--- Provided data Enclosed Below ---
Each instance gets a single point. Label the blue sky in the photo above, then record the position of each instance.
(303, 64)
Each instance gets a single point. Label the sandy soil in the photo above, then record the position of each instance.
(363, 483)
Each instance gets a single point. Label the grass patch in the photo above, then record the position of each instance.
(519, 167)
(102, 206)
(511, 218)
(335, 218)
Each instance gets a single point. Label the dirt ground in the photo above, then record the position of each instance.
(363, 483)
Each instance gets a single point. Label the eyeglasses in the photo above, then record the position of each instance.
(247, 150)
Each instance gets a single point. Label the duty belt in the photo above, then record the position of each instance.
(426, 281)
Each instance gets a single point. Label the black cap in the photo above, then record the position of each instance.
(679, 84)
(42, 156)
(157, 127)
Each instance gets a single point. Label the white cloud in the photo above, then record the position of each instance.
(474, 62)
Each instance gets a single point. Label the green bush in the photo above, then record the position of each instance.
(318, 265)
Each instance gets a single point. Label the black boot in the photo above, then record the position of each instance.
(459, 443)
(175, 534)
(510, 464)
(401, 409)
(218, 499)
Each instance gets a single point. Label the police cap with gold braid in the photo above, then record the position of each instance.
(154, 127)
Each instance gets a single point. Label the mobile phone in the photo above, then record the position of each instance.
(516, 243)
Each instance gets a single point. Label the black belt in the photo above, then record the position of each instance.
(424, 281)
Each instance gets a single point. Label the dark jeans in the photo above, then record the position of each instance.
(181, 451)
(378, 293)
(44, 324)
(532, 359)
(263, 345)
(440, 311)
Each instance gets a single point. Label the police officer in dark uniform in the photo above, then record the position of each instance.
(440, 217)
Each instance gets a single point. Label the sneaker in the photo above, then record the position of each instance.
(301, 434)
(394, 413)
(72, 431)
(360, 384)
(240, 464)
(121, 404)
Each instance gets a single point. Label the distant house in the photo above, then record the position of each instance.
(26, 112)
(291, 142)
--- End of Enclosed Provided data ---
What is being asked
Copy the lines above exactly, leaving every word as it is.

Reply
Each instance gets a single point. Label the blue sky in the photo above, then record the position of each instance.
(303, 64)
Each instance gets a single point. Label the sandy soil in the photo above, then record the position of each instance.
(363, 483)
Each instance gets a single point. Label the grass patch in the photo above, then record the position of each instance.
(519, 167)
(102, 206)
(511, 218)
(335, 218)
Each instance gets a single point. Label the dirt ground in the photo above, then record the position of each instance.
(363, 483)
Each instance gets a single point. Label the eyeglasses in the photo above, then record the position of each instance.
(247, 150)
Each instance gets a single point. Label the duty belt in the photo above, then record the position of each instance.
(426, 281)
Each instance gets a single point. Label the black cap in the photo above, then record the position of each instance.
(679, 84)
(42, 156)
(157, 127)
Each instance gets a single point. Label the white cloud in the photo above, then record the position of each instance.
(474, 62)
Each instance gets a single point. Label the green bush in the photo above, then record the position of each instance.
(318, 265)
Each instance gets a single point. Label the black boot in the photo above, then record the position of each instance.
(459, 443)
(175, 534)
(510, 464)
(401, 409)
(218, 499)
Each instance gets a single point. Label the police cap with gold braid in the photo above, then record the position of each instance.
(154, 127)
Each instance gets a single point. Label the mobile phone in the photo above, then record the position of each instance.
(516, 243)
Each instance gets a single point. Label the black belt in the photo above, then record the position of each instance.
(424, 281)
Each instance gets a single point. Label the dark jeans in the photo above, then record the position of each instance.
(181, 451)
(378, 293)
(44, 324)
(532, 359)
(263, 345)
(440, 311)
Each instance gets a single point. Label the police officer in dark uniform in the photo above, then record the position of each instance.
(440, 217)
Each instance gets a single point. Label the sneaker in the photo above, then record the position of each instance.
(301, 434)
(394, 413)
(72, 431)
(360, 384)
(240, 464)
(121, 404)
Each instance gets a single point. Label the distant house in the photo above, then record the position of each instance.
(26, 112)
(291, 142)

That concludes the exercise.